JUAREZ, Mexico (Border Report) — The state of Chihuahua is relaunching its tourism industry with a marketing campaign focusing on health and safety amid the COVID-19 pandemic.
It involves auditing sanitation, procedural and training protocols at 50 private and public facilities catering to visitors, and issuing those that pass a “Safe and Healthy” certificate.
“Tourism has been one of the hardest hit industries during this pandemic,” said Economic Development and Innovation Secretary Alejandra de la Vega. “We are working with tourism service providers so they take a leadership role in applying health and safety protocols that will give (visitors) the reassurances they are looking for.”
Earlier this week, the state announced a marketing campaign for the Desert and Sierra Tarahumara tourism routes, the first focusing on the dunes of Samalayuca and the Native American ruins near Casas Grandes, the second on lakes, waterfalls, and Indigenous towns in Western Chihuahua.
The push comes even as Mexico struggles to get a grip on COVID-19. As of Thursday, almost 72,000 people have died in Mexico since the start of the pandemic while 680,931 had caught the virus. Chihuahua has recorded 13,743 cases and 1,374 deaths, with almost half the cases and most of the fatalities taking place in Juarez.
But health officials say deaths have fallen off and the infection rate is plateauing. And Chihuahua, which borders Texas and New Mexico, is under intense pressure from merchants, laid-off workers and church-goers to lift restrictions on businesses and public venues even as new cases surface. The state reported 63 new infections and three new fatalities just on Thursday.

Activity 1.
Answer these questions from the article on Chihuahua's tourism relaunch:
(a) How many facilities are being audited?
(b) Who holds the post of Economic Development and Innovation Secretary?
(c) How many new infections did the state report on Thursday?
Activity 2. List every group the article on Chihuahua's tourism relaunch says is pressuring the state to lift restrictions.
Activity 3. Resume the article on Chihuahua's tourism relaunch, picking up after its final sentence.
The lines after this point are separate material and have no connection to the article on Chihuahua's tourism relaunch.

Data.
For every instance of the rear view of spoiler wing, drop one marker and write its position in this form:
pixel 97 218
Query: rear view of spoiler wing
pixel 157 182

Task output 1.
(a) 50 private and public facilities
(b) Alejandra de la Vega
(c) 63

Task output 2. Merchants, laid-off workers, and church-goers

Task output 3.
De la Vega said the goal of “Safe and Healthy” is to reassure visitors that their risk of catching COVID-19 or any other viruses is low from the moment they get off an airplane, take a taxi to their hotel and go to sleep in their rooms.
The audits eventually will include medical services providers, which are one of the top destinations for U.S. visitors, particularly in border cities like Juarez, but have seen their customer base plummet since mid-March.
A Juarez Chamber of Commerce official told Border Report last month fear of the coronavirus and lengthy waits to cross the border brought about by international travel restrictions have led to a drop of 90% in customers at doctors’ and dental services offices catering to U.S. visitors.
The first facilities audited were Juarez International Airport and the Chihuahua City Airport. Forty-six hotels in Juarez, Chihuahua City and the Copper Canyon region will be audited next, as will the Paso del Norte Center in Juarez and Expo Chihuahua in the state capital, De la Vega said in a teleconference Thusday.